Skip to content

Linear SVM model

The Linear SVM model available in PySurvival is an adaptation of the work of Sebastian Polsterl et al..


Instance

To create an instance, use pysurvival.models.svm.LinearSVMModel.


Methods

fit - Fit the estimator based on the given parameters

fit(X, T, E, with_bias = True, init_method='glorot_normal', lr = 1e-2,
    max_iter = 100, l2_reg = 1e-4, tol = 1e-3, verbose = True)

Parameters:

  • X : array-like -- input samples; where the rows correspond to an individual sample and the columns represent the features (shape=[n_samples, n_features]).

  • T : array-like -- target values describing the time when the event of interest or censoring occurred.

  • E : array-like -- values that indicate if the event of interest occurred i.e.: E[i]=1 corresponds to an event, and E[i] = 0 means censoring, for all i.

### EXTRACTED RECORDS:
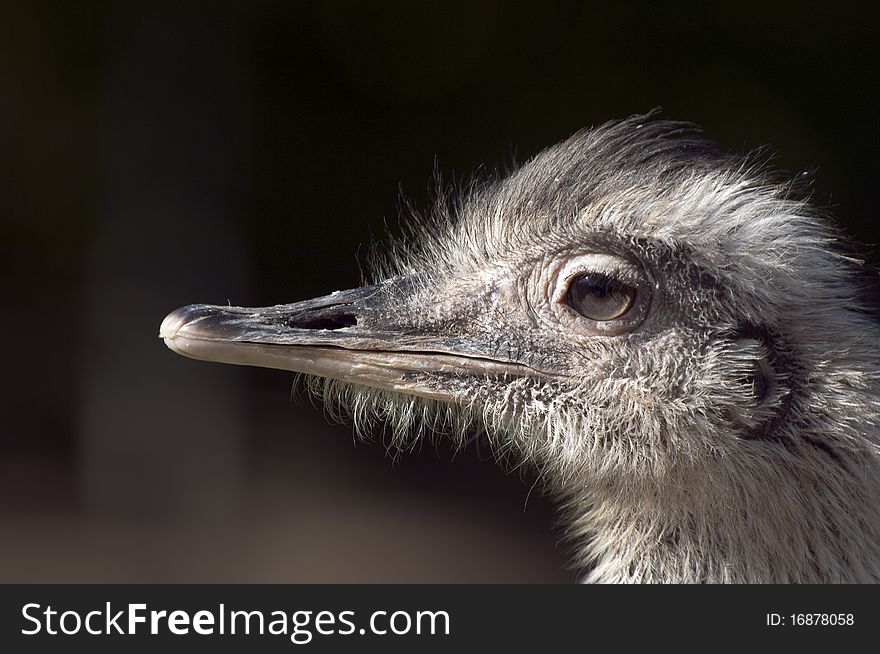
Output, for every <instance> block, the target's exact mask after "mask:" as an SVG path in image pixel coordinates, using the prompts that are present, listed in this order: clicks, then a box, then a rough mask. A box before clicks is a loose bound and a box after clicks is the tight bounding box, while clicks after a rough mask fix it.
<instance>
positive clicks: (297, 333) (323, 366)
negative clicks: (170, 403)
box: [159, 278, 534, 400]
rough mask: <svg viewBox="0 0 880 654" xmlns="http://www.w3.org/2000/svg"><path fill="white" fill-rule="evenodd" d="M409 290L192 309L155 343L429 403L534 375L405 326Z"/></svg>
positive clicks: (386, 288)
mask: <svg viewBox="0 0 880 654" xmlns="http://www.w3.org/2000/svg"><path fill="white" fill-rule="evenodd" d="M408 287H409V283H408V281H407V280H406V278H399V279H397V280H391V281H388V282H384V283H382V284H379V285H376V286H366V287H362V288H356V289H352V290H348V291H337V292H335V293H331V294H330V295H327V296H324V297H320V298H316V299H313V300H306V301H303V302H296V303H293V304H281V305H277V306H272V307H264V308H244V307H231V306H212V305H206V304H193V305H190V306H186V307H183V308H180V309H177V310H176V311H173V312H171V313H170V314H168V316H167V317H166V318H165V320H164V321H162V326H161V327H160V329H159V337H160V338H162V339H164V340H165V344H166V345H167V346H168V347H169V348H171V349H172V350H173V351H175V352H177V353H178V354H182V355H184V356H187V357H192V358H194V359H202V360H205V361H215V362H219V363H231V364H236V365H246V366H260V367H264V368H276V369H279V370H290V371H294V372H300V373H305V374H308V375H315V376H319V377H328V378H331V379H339V380H343V381H347V382H354V383H358V384H362V385H366V386H371V387H374V388H380V389H385V390H392V391H398V392H402V393H407V394H411V395H418V396H421V397H426V398H430V399H442V400H449V399H453V398H452V395H453V393H452V391H450V390H449V389H450V388H451V387H452V386H454V384H450V383H449V382H450V380H454V379H456V378H459V379H460V378H461V377H463V376H466V377H474V376H478V377H481V378H485V377H486V376H493V377H502V376H504V377H507V376H511V375H512V376H517V377H521V376H524V375H525V374H527V373H534V371H533V370H530V369H527V368H526V367H525V366H522V365H520V364H518V363H517V362H515V361H507V360H499V359H498V358H497V357H496V356H492V355H490V354H489V353H488V352H487V351H486V350H488V349H490V348H489V347H487V344H486V342H483V344H482V345H481V344H480V341H479V340H476V341H475V340H473V339H470V340H465V339H463V338H462V337H460V336H458V337H457V336H454V335H452V336H447V335H442V334H441V333H440V331H441V330H440V329H439V328H437V329H432V328H424V327H422V328H415V327H412V326H406V323H405V321H404V320H402V319H401V316H400V314H401V308H400V306H399V305H400V302H399V300H398V301H397V302H395V298H400V297H401V294H405V293H406V291H407V288H408ZM395 305H397V306H395ZM401 325H404V326H401ZM491 349H494V348H491ZM440 379H445V382H446V383H438V380H440Z"/></svg>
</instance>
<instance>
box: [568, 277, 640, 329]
mask: <svg viewBox="0 0 880 654" xmlns="http://www.w3.org/2000/svg"><path fill="white" fill-rule="evenodd" d="M635 299H636V289H634V288H633V287H632V286H628V285H626V284H624V283H623V282H620V281H618V280H616V279H613V278H611V277H608V276H607V275H602V274H600V273H587V274H585V275H579V276H578V277H575V278H574V280H572V282H571V285H570V286H569V287H568V304H569V306H570V307H571V308H572V309H574V310H575V311H577V312H578V313H579V314H581V315H582V316H583V317H584V318H589V319H590V320H597V321H607V320H616V319H617V318H620V317H621V316H623V315H624V314H626V312H627V311H629V310H630V308H631V307H632V305H633V303H634V302H635Z"/></svg>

### TASK 1:
Translate this sentence from the Linear SVM documentation page into Spanish: "To create an instance, use pysurvival.models.svm.LinearSVMModel."
### TASK 2:
Please pick up the Linear SVM documentation page after its last line and keep writing it.

### TASK RESPONSE 1:
Para crear una instancia, use pysurvival.models.svm.LinearSVMModel.

### TASK RESPONSE 2:
  • with_bias: bool (default=True) -- whether a bias should be added

  • init_method : str (default = 'glorot_uniform') -- initialization method to use. Here are the possible options:

    • glorot_uniform: Glorot/Xavier uniform initializer
    • he_uniform: He uniform variance scaling initializer
    • uniform: Initializing tensors with uniform (-1, 1) distribution
    • glorot_normal: Glorot normal initializer,
    • he_normal: He normal initializer.
    • normal: Initializing tensors with standard normal distribution
    • ones: Initializing tensors to 1
    • zeros: Initializing tensors to 0
    • orthogonal: Initializing tensors with a orthogonal matrix,
  • lr: float (default=1e-4) -- learning rate used in the optimization

  • max_iter: int (default=100) -- maximum number of iterations in the Newton optimization

  • l2_reg: float (default=1e-4) -- L2 regularization parameter for the model coefficients

  • alpha: float (default=0.95) -- confidence level

  • tol: float (default=1e-3) -- tolerance for stopping criteria

  • verbose: bool (default=True) -- whether or not producing detailed logging about the modeling

Returns:

  • self : object

predict_risk - Predicts the risk score

predict_risk(x, use_log=True)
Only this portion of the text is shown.